━━ Items ━━
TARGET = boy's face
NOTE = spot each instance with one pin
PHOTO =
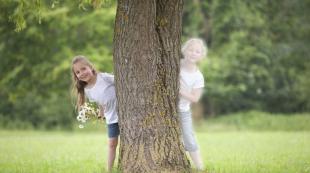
(83, 72)
(194, 52)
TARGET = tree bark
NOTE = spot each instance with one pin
(146, 65)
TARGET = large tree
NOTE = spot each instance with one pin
(146, 60)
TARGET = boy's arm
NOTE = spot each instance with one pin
(192, 96)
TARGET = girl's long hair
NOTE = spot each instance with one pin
(78, 86)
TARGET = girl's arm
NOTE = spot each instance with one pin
(192, 96)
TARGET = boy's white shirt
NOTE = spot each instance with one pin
(188, 82)
(103, 93)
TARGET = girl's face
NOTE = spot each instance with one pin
(83, 72)
(194, 53)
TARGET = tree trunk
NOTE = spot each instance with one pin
(146, 64)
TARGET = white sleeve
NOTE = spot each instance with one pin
(108, 77)
(199, 83)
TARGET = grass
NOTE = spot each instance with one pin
(223, 152)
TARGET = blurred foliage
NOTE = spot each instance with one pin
(258, 55)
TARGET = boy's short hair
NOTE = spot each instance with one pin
(195, 40)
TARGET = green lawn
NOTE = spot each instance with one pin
(231, 152)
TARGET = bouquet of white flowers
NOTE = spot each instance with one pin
(89, 110)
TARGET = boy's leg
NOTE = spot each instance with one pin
(189, 140)
(112, 143)
(195, 155)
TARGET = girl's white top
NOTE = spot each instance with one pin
(188, 82)
(103, 93)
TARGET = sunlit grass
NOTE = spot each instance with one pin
(231, 152)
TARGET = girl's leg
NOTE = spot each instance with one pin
(112, 143)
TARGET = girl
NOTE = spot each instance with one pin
(191, 87)
(97, 87)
━━━
# [Requirements]
Could you lay out the entries as a Markdown table, starting at the line with "TARGET = boy's arm" and running through the end of the entries, with both ends included? Number each row under an Index column, put the line under a Content column, and leave out blank lines.

# [Answer to this task]
| Index | Content |
|---|---|
| 1 | TARGET = boy's arm |
| 2 | NOTE = spot each instance with one pin |
| 3 | (192, 96) |
| 4 | TARGET = girl's long hair |
| 5 | NOTE = spot each instance with one pin |
| 6 | (78, 86) |
| 7 | TARGET = girl's arm |
| 8 | NOTE = spot each instance with one pin |
| 9 | (192, 96) |
| 10 | TARGET = boy's white shirt |
| 11 | NOTE = spot each instance with one pin |
| 12 | (188, 82) |
| 13 | (103, 93) |
| 14 | TARGET = girl's face |
| 15 | NOTE = spot each instance with one pin |
| 16 | (83, 72) |
| 17 | (194, 53) |
| 18 | TARGET = tree trunk |
| 19 | NOTE = spot each instance with one pin |
| 20 | (146, 64) |
| 21 | TARGET = white sleeve |
| 22 | NOTE = spot each instance with one pin |
| 23 | (108, 77) |
| 24 | (199, 83) |
| 25 | TARGET = grass |
| 26 | NOTE = spot each instance with one pin |
| 27 | (223, 152) |
| 28 | TARGET = blurred foliage |
| 29 | NOTE = spot each instance with one pin |
| 30 | (258, 55) |
| 31 | TARGET = boy's short hair |
| 32 | NOTE = spot each instance with one pin |
| 33 | (195, 40) |
| 34 | TARGET = green lawn |
| 35 | NOTE = spot each instance with one pin |
| 36 | (231, 152) |
| 37 | TARGET = bouquet of white flowers |
| 38 | NOTE = spot each instance with one pin |
| 39 | (89, 110) |
| 40 | TARGET = boy's leg |
| 41 | NOTE = spot each instance with one pin |
| 42 | (189, 140) |
| 43 | (112, 143) |
| 44 | (195, 155) |
| 45 | TARGET = girl's white top |
| 46 | NOTE = spot each instance with one pin |
| 47 | (188, 82) |
| 48 | (103, 93) |
| 49 | TARGET = sunlit grass |
| 50 | NOTE = spot each instance with one pin |
| 51 | (231, 152) |
| 52 | TARGET = girl's leg |
| 53 | NOTE = spot each instance with one pin |
| 54 | (112, 143) |
| 55 | TARGET = girl |
| 56 | NOTE = spot each instance with one pin |
| 57 | (191, 87) |
| 58 | (97, 87) |